- [Texto extraído]
******************************
Esportes
Barcelona 92: Zé reencontra titulares para celebrar 30 anos do ouro
Em encontro raro, técnico e pilares de conquista histórica conversam sobre caminho até o topo
| GLOBOESPORTE.COM / JOãO GABRIEL RODRIGUES E VINíCIUS RODEIO*
Por algumas horas, é quase como voltar no tempo. À quadra do centro de treinamento da CBV, em Saquarema, os sete conversam como se fosse em 1992. Trinta anos depois, os pilares de um feito histórico se reúnem pela primeira vez em tempos. Para comemorar as três décadas do ouro do vôlei nas Olimpíadas de Barcelona, Carlão, Giovane, Marcelo Negrão, Maurício, Paulão e Tande foram ao encontro de José Roberto Guimarães a pedido do Redação. Em um papo solto, contaram as histórias que marcaram uma geração e fundamentaram o caminho do esporte até o topo.
Os sete nem se lembram do último encontro. Os seis titulares da campanha que deu ao Brasil seu primeiro ouro olímpico em um esporte coletivo se cruzam por aí, vez ou outra. Mas a presença de Zé Roberto é mais rara. Diante das viagens com a seleção feminina, o técnico pouco vê os ex-pupilos. Algo tão difícil de acontecer que até brinca:
- Eles cresceram, né?
Mas o caminho até aquele 9 de agosto de 1992 não foi tão simples. Zé Roberto, hoje tricampeão olímpico, ainda não tinha currículo. Ex-jogador, havia trabalhado como auxiliar de Bebeto de Freitas, mas ainda faltava experiência aos 38 anos. Ao assumir o cargo na seleção, enfrentou certa resistência por um tempo.
******************************
- [Material apresentado]
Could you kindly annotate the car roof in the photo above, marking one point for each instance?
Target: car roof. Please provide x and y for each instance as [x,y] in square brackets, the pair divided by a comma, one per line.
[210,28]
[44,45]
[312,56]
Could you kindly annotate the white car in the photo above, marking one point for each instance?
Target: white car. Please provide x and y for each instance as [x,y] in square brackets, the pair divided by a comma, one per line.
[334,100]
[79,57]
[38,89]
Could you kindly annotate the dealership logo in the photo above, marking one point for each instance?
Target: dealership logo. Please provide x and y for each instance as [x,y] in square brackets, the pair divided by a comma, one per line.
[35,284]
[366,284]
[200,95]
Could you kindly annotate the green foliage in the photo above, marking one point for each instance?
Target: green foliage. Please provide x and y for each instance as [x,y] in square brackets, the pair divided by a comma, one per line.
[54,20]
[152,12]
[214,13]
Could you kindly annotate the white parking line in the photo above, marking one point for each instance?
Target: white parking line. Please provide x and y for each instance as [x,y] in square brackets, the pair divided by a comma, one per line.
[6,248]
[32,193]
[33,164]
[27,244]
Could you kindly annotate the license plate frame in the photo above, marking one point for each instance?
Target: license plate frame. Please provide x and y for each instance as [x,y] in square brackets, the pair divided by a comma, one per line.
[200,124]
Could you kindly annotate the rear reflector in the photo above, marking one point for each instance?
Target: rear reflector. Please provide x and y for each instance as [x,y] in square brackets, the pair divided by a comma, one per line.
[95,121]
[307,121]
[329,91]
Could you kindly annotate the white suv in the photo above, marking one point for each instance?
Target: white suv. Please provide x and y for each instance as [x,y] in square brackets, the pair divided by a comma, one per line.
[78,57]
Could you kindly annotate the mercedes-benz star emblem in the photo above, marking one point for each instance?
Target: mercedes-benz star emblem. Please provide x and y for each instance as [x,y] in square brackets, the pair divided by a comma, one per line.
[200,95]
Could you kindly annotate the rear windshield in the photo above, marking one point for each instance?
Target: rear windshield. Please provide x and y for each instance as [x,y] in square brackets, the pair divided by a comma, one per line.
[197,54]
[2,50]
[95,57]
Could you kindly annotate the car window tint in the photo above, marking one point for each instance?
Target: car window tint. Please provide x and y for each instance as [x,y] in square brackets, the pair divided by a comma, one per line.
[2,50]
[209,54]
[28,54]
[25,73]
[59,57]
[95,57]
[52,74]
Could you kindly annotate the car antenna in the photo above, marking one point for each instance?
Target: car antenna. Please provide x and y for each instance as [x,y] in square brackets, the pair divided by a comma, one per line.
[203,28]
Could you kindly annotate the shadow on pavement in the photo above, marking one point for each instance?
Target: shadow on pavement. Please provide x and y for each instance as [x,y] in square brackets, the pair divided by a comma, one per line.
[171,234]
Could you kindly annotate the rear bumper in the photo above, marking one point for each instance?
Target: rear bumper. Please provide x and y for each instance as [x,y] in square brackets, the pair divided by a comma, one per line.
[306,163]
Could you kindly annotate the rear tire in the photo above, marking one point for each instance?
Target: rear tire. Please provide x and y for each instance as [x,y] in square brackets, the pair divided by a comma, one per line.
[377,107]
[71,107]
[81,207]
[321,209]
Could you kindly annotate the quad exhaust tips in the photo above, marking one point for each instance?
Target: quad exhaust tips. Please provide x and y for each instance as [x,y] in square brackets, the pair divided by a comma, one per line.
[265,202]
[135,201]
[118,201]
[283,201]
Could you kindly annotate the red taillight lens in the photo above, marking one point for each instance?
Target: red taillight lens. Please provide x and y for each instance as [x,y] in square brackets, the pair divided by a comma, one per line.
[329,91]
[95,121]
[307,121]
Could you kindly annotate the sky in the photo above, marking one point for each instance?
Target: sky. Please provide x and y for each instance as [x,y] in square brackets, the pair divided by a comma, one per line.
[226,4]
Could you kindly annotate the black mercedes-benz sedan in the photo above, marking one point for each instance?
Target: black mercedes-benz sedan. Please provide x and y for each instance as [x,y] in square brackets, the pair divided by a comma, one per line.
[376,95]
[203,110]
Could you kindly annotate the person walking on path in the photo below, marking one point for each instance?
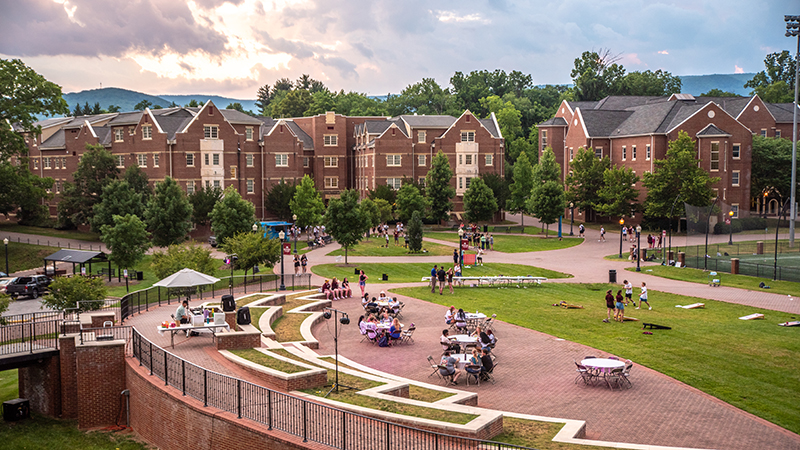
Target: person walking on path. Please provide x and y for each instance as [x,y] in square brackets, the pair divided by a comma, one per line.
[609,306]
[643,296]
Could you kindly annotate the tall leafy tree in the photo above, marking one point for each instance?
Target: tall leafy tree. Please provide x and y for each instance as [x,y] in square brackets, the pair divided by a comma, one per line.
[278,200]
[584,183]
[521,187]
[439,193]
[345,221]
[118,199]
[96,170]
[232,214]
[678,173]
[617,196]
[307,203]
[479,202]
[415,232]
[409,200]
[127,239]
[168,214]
******************************
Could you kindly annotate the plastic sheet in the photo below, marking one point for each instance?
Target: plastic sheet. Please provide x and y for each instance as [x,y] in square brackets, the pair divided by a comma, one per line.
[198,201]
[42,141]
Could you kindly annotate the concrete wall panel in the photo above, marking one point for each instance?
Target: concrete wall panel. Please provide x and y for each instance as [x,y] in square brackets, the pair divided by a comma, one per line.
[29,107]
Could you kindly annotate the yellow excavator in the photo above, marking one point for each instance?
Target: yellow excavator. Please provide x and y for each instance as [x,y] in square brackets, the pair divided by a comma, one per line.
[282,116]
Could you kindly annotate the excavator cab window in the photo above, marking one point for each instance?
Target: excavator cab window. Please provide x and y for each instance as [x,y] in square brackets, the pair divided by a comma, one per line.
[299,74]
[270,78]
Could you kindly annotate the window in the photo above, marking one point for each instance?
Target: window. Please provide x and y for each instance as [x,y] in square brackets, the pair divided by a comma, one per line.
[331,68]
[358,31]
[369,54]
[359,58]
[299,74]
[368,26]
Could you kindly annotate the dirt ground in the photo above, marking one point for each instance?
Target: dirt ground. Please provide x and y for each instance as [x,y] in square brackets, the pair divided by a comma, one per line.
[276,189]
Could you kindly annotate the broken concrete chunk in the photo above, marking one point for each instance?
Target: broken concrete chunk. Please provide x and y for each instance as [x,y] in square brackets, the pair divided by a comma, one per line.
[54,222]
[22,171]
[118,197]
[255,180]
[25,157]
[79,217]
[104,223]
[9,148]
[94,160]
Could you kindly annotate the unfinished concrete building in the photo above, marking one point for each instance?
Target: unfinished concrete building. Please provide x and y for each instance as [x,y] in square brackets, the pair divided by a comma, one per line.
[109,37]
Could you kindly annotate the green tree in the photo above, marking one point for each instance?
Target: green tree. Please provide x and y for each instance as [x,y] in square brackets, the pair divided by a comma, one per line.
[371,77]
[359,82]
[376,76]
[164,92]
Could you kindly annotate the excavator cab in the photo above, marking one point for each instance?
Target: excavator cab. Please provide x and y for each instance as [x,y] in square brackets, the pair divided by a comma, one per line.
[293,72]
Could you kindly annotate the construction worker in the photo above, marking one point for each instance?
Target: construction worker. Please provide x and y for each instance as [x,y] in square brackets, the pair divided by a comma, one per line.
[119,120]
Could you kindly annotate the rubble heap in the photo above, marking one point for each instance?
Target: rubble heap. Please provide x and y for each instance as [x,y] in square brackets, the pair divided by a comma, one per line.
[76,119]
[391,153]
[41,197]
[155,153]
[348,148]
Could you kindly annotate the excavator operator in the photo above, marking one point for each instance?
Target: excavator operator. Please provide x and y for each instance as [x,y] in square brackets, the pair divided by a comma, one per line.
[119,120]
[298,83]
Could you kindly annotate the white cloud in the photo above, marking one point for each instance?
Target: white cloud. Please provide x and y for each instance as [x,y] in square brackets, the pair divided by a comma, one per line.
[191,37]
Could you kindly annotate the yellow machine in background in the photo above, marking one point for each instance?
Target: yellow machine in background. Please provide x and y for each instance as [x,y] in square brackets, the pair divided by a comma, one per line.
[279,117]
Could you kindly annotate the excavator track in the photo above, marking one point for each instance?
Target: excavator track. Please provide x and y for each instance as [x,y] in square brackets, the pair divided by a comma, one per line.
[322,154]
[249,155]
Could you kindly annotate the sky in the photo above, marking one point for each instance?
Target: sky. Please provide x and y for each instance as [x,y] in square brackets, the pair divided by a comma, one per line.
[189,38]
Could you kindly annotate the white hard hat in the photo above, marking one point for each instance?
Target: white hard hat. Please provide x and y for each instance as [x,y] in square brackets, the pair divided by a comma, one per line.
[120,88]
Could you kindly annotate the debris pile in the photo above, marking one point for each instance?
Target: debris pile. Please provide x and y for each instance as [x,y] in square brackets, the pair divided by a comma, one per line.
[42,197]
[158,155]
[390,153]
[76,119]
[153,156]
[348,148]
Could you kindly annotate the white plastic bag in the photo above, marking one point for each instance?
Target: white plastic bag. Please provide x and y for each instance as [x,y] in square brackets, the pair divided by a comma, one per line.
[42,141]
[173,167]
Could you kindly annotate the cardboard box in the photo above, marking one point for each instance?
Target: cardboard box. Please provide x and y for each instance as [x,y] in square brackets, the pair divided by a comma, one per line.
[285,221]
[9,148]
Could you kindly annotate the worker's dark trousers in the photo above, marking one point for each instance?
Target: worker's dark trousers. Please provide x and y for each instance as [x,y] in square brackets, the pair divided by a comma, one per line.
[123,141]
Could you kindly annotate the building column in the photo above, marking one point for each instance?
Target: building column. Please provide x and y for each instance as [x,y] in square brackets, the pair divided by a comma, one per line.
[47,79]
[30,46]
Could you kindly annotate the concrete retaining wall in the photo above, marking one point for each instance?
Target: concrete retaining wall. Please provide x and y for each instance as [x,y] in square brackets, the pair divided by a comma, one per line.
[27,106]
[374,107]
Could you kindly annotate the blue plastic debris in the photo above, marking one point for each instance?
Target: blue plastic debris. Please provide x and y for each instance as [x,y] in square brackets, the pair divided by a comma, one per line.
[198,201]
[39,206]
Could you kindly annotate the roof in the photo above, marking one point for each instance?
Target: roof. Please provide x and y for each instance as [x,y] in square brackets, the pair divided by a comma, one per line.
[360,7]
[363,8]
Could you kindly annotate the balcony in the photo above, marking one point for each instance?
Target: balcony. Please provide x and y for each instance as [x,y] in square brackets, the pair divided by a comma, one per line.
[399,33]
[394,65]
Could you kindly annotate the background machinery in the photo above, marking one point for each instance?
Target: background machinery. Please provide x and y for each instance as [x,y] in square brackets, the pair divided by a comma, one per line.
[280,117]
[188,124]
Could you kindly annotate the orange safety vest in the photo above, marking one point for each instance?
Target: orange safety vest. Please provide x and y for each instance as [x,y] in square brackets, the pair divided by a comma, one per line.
******************************
- [Exercício 1]
Indique se cada afirmação abaixo está de acordo com a reportagem sobre o ouro do vôlei em Barcelona. Responda sim ou não e cite literalmente o trecho que decide a questão.
(a) O encontro aconteceu no centro de treinamento da CBV, em Saquarema.
(b) Zé Roberto costuma encontrar os ex-jogadores com frequência.
(c) Antes de assumir a seleção, Zé Roberto havia trabalhado como auxiliar de Bebeto de Freitas.
- [Exercício 2]
Dê a continuação da reportagem sobre o ouro do vôlei em Barcelona, começando logo após a última frase.

- [Resultado do exercício 1]
(a) Sim: «À quadra do centro de treinamento da CBV, em Saquarema, os sete conversam como se fosse em 1992.»
(b) Não: «Mas a presença de Zé Roberto é mais rara.»
(c) Sim: «Ex-jogador, havia trabalhado como auxiliar de Bebeto de Freitas, mas ainda faltava experiência aos 38 anos.»

- [Resultado do exercício 2]
- Eu até hoje eu não sei qual foi o sentimento de cada um quando eles souberam que eu ia ser o técnico da seleção. Mas o que eu via era assim (uma certa desconfiança). A gente começou a trabalhar, colocou os objetivos e começou desenvolver o trabalho. Ganha um jogo, perde outro, mas sabe quando você olha nos olhos de cada um deles e você percebe nitidamente que eles não confiam em você? Eu me senti assim. Mas é lógico, esses caras tinham sido treinados por um dos maiores treinadores do mundo, que era o Bebeto de Freitas. E aí vem um técnico novo, com nenhuma experiência, que tinha jogado com eles ou contra eles e aí assume a seleção brasileira?
De fato, não foi tão simples. Maurício já era um dos mais experientes daquele grupo. Havia jogado as Olimpíadas de Seul e, pouco antes, enfrentado Zé ainda dentro de quadra. Mas, aos poucos, se surpreendeu com a forma como o técnico encaixou o time.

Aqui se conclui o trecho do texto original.